- _EXERCISE REQUIREMENTS_: Nothing but the lines from the one containing "Where can the stone archway" through the end of the entries below should be set down, each exactly as written.

- _DATA FOR THIS TASK_:
====
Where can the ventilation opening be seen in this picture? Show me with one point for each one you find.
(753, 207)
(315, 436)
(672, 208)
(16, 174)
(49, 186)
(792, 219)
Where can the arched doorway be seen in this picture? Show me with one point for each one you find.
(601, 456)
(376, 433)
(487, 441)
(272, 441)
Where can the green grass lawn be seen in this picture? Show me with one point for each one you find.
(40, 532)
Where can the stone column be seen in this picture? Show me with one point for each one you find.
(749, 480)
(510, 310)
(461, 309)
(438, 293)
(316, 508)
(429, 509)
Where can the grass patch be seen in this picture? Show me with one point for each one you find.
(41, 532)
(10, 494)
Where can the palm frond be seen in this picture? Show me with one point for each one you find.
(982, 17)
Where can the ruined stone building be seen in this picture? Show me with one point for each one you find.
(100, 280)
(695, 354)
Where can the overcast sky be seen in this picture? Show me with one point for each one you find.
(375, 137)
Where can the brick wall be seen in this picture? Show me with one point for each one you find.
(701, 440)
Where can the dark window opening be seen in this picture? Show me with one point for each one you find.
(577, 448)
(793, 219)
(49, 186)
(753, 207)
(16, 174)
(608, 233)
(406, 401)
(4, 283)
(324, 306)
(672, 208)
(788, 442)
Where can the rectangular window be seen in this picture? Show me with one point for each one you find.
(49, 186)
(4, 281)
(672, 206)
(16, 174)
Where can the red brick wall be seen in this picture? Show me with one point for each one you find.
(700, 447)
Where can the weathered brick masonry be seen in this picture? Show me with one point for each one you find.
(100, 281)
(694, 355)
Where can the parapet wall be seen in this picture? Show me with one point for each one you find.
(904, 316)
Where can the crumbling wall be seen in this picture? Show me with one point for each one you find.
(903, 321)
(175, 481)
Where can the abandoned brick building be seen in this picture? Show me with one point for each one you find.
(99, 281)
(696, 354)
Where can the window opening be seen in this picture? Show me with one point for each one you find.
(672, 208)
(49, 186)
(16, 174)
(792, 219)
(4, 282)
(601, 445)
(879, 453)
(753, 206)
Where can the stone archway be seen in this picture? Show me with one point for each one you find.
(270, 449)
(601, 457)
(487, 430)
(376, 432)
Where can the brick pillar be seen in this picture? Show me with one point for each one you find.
====
- _RESPONSE TO THIS TASK_:
Where can the stone archway be seen in this picture? Show me with one point for each one you find.
(270, 449)
(601, 457)
(487, 430)
(376, 432)
Where can the brick pillar be seen in this picture? Show me with one point for each one you find.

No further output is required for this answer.